**TEXT:**
▼▼▼

Complex sensor - lives in both the physical domain and in the simulated domain. An example of such sensor is a camera in front of a screen. The display provides the visual information and the camera is used just as in the real system, enabling monitoring real system performance and hardware issues. This concept is an extension of the HIL mode which combines hardware testing and software testing.
4.3 Containers as vehicles
We used a container approach to combine simulations not originally intended to work alongside each other. The container approach enables us to use different operating systems and libraries on the same machine. We can also control the network configuration in each container. This approach is different from other frameworks like AirSim  by maintaining the original firmware developed by the Robot Simulation Framework. Our architecture can utilize the benefits of new features and continuing development of those environments.
The ability to reproduce results under differing or constant conditions is vital in system development as well as in research, and becomes more and more difficult as the complexity of the system increases. To realize this concept, we are using several existing software tools. We are using the Docker engine to manage system configuration, and Git version control to handle the software development. Since the experiments are in a simulation, other reproducibility aspects such as high-fidelity are built-in. In section 6, we demonstrate testing of algorithms in complex natural environments by controlling simulation parameters. In this simulation, we can see that outdoor natural environment can be problematic for testing visual algorithms since we don’t have full control of the environment. It seems that true reproducibility in an outdoor natural environment may be achieved only in simulation .
4.5 Build system & configuration management
The simulation environment uses these software tools:
Version Control - All files of this project are managed by Git version control under GitHub servers . The only exceptions are the UE4projects which are managed locally due to the large file sizes. The UE4  source code is still managed by git in dedicated GitHub repository. For the purpose of sending realtime ground truth position, changes have been made both to ArduPilot Project and to PX4 and are managed in separate forks. Those changes are not compatible with the design and purpose of the original projects. Changes that were compatible (e.g. a turbulence model) were returned to the community as pull requests and then pulled back into our local fork.
Containers - Created with Docker engine.
ArduPilot Fork  (Drone Project)
ROS - Supporting firmware for the PX4 project.
PX4 Fork  (Drone Project)
UE4PyServer plugin 
5 Engine Modifications
Game engines are not dedicated research tools, obviously, but conveniently for our usage scenario they supply mechanisms like plugins to extend the capabilities of the engine. The plugin we used for the UE4 is called UE4PyServer  Plugin and was developed for the purpose of this research. The main concepts behind the plugin development were:
Realtime: For this simulation, we took advantage of the realtime capabilities of the game engine. Realtime simulation (RT) is important when you want to run many tests in a short period. RT simulation is also necessary when human interaction is involved because users expect realtime or near realtime behavior. To maintain RT behavior, the UE4plugin was developed with minimal processioning on the UE4side. The primary purpose of the plugin is to communicate with other parts of the simulation. e.g. receiving 6 DOF information and sending video data.

▲▲▲

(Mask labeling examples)
▼▼▼

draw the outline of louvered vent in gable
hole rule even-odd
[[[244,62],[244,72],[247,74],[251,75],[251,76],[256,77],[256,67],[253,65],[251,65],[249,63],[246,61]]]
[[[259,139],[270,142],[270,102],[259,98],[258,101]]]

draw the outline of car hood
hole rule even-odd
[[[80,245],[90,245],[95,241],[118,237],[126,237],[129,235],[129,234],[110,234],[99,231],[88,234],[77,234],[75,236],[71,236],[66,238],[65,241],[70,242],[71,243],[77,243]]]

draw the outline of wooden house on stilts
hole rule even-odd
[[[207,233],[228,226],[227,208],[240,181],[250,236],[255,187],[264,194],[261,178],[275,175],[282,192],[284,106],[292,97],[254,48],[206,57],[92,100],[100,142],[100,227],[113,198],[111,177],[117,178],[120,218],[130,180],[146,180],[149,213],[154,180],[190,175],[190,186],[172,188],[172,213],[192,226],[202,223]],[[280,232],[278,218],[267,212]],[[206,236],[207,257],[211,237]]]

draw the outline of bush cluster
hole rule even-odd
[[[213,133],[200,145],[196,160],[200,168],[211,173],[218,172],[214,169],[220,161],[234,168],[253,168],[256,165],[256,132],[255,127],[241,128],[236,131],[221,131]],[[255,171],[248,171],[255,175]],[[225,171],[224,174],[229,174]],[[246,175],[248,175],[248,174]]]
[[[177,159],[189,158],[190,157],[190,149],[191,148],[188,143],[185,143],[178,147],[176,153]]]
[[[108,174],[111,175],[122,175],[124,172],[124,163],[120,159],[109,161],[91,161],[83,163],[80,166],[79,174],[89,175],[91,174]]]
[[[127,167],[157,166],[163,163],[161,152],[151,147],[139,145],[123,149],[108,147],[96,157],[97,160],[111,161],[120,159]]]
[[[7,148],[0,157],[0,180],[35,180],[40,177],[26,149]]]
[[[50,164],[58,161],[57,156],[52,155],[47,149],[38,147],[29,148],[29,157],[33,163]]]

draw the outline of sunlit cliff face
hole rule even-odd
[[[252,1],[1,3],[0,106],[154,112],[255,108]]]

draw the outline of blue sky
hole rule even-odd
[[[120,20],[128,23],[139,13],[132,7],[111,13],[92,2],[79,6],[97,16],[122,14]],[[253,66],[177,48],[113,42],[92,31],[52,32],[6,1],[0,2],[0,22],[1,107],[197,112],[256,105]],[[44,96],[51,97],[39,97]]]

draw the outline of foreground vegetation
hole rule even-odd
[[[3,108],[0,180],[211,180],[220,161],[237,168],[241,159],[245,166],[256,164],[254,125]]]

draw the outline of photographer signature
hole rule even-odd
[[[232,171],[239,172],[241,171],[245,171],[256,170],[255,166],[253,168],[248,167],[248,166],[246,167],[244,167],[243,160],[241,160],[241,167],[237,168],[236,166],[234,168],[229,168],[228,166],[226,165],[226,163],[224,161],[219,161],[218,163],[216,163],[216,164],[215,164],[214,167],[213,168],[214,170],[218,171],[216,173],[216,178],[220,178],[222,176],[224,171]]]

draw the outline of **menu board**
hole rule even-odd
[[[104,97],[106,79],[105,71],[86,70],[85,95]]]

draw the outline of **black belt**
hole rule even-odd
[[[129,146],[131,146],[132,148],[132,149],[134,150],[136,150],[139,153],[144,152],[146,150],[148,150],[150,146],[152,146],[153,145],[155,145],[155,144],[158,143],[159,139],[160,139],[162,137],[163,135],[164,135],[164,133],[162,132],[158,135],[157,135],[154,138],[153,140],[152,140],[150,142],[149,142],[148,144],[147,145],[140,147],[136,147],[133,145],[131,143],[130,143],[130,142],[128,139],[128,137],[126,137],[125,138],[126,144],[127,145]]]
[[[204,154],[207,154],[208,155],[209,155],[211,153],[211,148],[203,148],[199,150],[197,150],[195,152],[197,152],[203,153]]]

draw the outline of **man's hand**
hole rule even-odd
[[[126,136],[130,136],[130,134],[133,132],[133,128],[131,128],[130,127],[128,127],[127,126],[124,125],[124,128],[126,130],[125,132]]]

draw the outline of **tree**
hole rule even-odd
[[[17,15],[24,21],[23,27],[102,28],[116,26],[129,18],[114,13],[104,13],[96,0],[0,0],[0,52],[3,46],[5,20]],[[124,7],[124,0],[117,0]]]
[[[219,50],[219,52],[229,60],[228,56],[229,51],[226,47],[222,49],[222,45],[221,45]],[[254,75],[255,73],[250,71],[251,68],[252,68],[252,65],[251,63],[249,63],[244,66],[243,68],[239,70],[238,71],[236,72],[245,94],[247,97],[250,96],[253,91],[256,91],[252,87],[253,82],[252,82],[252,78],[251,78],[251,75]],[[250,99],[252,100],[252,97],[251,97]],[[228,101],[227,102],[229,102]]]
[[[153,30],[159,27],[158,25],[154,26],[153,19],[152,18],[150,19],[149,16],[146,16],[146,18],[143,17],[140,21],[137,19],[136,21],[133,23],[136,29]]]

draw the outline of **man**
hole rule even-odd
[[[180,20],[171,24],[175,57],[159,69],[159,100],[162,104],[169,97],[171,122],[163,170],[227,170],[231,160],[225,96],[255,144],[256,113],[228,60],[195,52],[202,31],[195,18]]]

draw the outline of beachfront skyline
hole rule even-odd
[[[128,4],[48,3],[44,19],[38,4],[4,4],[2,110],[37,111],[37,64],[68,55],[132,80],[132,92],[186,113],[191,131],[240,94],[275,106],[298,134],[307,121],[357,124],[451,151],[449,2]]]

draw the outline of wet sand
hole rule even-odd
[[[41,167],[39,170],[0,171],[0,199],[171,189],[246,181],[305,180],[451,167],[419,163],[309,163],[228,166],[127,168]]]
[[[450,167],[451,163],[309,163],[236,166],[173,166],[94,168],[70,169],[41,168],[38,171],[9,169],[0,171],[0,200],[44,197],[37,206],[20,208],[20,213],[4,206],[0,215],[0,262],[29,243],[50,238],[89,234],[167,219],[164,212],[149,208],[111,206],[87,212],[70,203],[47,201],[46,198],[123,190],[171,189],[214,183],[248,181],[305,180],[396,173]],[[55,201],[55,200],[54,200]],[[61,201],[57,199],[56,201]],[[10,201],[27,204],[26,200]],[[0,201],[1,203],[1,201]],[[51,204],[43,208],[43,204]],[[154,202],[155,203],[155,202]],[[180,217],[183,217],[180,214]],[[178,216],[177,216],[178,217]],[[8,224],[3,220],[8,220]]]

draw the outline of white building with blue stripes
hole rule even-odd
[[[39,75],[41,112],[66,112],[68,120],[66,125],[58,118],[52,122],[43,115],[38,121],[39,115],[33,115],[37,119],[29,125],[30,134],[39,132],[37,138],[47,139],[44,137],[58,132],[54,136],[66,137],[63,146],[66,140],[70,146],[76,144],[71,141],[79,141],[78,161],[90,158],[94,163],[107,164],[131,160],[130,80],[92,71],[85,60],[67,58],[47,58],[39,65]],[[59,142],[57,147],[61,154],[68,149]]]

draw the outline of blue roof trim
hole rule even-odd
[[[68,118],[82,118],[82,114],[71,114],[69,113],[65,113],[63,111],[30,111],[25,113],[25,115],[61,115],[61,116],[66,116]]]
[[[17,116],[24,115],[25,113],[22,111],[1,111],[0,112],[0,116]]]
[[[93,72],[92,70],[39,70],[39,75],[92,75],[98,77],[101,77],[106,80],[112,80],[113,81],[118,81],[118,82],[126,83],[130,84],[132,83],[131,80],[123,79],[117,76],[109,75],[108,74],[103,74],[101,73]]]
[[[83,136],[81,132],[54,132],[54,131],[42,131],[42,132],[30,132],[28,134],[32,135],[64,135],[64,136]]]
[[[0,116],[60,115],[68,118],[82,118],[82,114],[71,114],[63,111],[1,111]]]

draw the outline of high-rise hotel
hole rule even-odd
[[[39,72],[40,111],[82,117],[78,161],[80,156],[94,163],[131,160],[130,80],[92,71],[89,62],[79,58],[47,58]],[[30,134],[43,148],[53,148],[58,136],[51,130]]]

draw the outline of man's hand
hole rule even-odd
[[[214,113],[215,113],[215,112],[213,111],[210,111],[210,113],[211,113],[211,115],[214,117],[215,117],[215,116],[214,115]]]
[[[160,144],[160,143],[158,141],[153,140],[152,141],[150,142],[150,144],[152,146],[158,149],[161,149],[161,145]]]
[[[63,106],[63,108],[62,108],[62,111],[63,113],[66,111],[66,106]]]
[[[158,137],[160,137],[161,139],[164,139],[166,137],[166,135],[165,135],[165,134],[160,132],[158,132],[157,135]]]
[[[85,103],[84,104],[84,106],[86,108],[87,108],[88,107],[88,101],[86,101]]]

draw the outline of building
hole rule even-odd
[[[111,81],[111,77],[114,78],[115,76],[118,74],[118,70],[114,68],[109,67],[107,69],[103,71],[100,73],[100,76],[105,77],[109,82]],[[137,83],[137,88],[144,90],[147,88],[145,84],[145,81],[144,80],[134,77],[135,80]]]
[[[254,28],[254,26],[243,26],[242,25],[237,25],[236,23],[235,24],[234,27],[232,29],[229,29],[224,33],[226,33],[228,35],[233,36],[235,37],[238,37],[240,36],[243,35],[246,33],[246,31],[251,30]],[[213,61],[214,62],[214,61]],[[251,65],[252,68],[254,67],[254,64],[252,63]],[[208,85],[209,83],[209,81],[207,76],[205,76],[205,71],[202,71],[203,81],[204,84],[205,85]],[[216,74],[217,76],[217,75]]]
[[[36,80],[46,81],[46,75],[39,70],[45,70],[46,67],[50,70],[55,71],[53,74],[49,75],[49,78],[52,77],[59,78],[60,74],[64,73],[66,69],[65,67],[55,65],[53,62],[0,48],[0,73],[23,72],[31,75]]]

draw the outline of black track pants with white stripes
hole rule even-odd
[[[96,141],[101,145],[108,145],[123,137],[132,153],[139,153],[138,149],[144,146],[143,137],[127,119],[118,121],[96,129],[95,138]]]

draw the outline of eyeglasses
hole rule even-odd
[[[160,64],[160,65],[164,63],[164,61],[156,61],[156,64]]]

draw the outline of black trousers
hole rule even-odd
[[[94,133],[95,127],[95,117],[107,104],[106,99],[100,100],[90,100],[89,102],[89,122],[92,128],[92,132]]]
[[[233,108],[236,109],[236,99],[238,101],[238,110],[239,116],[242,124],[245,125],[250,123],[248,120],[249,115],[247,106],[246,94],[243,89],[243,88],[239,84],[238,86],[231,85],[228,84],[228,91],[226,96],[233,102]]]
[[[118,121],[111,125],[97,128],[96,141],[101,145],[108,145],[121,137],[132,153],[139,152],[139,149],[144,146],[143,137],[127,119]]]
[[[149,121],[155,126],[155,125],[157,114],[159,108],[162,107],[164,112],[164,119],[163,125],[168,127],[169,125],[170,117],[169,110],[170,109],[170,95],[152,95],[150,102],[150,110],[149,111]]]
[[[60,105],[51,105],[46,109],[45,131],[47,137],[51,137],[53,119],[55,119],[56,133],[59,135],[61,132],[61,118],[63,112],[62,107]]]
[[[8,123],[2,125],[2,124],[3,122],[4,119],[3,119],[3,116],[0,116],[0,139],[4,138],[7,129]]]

▲▲▲

**REQUIREMENTS:**
1. Based on the drone simulation text, state whether each statement agrees with it. Answer yes or no, and quote the words that decide it.
(a) The UE4 projects are managed by Git on GitHub servers.
(b) Compatible changes, such as a turbulence model, were returned to the community as pull requests.
(c) The Docker engine is used to handle the software development.
2. Extend the drone simulation text, starting right after its final sentence.

**OUTPUTS:**
1.
(a) No: "The only exceptions are the UE4projects which are managed locally due to the large file sizes."
(b) Yes: "Changes that were compatible (e.g. a turbulence model) were returned to the community as pull requests and then pulled back into our local fork."
(c) No: "We are using the Docker engine to manage system configuration, and Git version control to handle the software development."

2.
Multi-Robot support - UE4 enables capture of the viewable screen to a file or a buffer, but this provides us with only one camera feed. To allow multiple cameras in the simulation, we used rendering-to-texture technique with object ScreenCapture2D . The method is used in the game engine usually to render surfaces like security cameras, billboards, mirrors, etc. We used it to simulate a camera robot and depth sensors using the depth map provided by the ScreenCapture2D Object.
Synchronization - We wanted the sampling to be synchronized for all the visual objects in the simulation. It is an important concept and might be critical for some applications, for example, simulating stereo camera. For this purpose, we used coroutines which are a light version of synchronized pseudo-threads.
5.2 Building realistic environment inside game engine for computer vision
There are some special considerations when building virtual environments in game engines for computer vision purposes.
Level of Details (LOD)- in game engines using multiple LOD[21, Chapter 3] in order to maintain graphics performance especially frame rate. This may create unnatural textures changes which can be destructive for computer vision algorithms. For the purpose of this research, we can control the environment and the simulation, and we can use that to create a scene with only one LOD.
Repeating patterns - In Figure 3 we can see the meshes used to build the realistic scene. To reduce the effect of repeating patterns, each element is positioned in a different orientation and slightly different scaling. Also, the elements are positioned with some overlap with other objects which reduces the repeating effect.
Culling adjustments - the area rendered in the scene also known as frustum should be large enough for all the objects in the scene to be rendered, so we will avoid popping effects due to movements of the cameras or the objects themselves.
Dynamic shadows adjustments - moving objects in the scene like trees and robots should always cast dynamic shadows to imitate real scenarios.
The SITLengine needs to send 6 DOF information at a high rate to the game engine (at least 30 fps) to maintain realtime constraints. For that purpose, some modifications are needed to the engine, so the SITLengine will send ground truth information directly to the game engine, and also to logging mechanisms for later analysis as described in Figure 1.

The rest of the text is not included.